» **What you have to do**
The required output is the line with "Objective: provide one point per instance of the front" through the final line of the entries, each one exactly as it stands.

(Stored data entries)

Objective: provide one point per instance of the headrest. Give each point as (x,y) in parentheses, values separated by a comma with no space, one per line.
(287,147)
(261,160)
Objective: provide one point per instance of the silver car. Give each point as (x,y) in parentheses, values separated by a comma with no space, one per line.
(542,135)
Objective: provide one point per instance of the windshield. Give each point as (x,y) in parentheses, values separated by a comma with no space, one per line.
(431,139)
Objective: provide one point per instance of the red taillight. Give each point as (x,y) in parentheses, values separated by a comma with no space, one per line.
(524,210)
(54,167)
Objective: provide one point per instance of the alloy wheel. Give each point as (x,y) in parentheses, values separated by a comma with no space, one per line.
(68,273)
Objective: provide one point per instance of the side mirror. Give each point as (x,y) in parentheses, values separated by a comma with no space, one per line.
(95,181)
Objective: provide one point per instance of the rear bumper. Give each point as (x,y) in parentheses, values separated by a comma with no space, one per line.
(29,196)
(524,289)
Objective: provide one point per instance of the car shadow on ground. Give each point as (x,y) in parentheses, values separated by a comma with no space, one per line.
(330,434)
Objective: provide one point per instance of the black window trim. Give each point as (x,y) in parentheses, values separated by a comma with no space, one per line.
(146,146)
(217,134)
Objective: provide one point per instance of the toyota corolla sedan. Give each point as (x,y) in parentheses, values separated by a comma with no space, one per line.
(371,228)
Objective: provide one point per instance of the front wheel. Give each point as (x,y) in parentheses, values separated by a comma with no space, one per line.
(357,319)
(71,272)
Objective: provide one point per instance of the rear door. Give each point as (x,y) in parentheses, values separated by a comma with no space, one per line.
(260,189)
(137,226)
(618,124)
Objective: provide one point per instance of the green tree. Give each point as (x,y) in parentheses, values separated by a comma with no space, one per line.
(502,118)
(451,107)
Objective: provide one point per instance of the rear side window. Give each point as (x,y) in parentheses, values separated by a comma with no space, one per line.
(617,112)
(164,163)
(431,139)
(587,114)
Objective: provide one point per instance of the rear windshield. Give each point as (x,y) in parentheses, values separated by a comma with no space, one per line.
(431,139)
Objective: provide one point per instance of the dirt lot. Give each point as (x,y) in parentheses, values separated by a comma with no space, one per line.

» **Result**
Objective: provide one point per instance of the front wheel. Give each point as (x,y) in parentheses, values separated by a comma with no space, one per line.
(357,319)
(71,272)
Objective: provide one point per instance of the rear door. Give each point as (x,y) in parentheses, values separated by a comma with no space, one per line.
(260,189)
(137,226)
(618,124)
Objective: provide one point per instance of the green tree. Give each point as (x,y) in parentheses, values separated by a comma with no space, one per line.
(502,118)
(451,107)
Objective: provide one point per instance of the rear side window. Give each point as (x,y) in parentheses, values separated by a comma with no space, one per line.
(617,112)
(164,163)
(431,139)
(587,114)
Objective: provide one point per instance of the rear windshield. Give each point as (x,y) in parentheses, values separated by a comma with no space, one per line.
(431,139)
Objective: provide one point per instance of the dirt lot. Give each point as (x,y) in parentheses, values separated by a comma with no space, one per line.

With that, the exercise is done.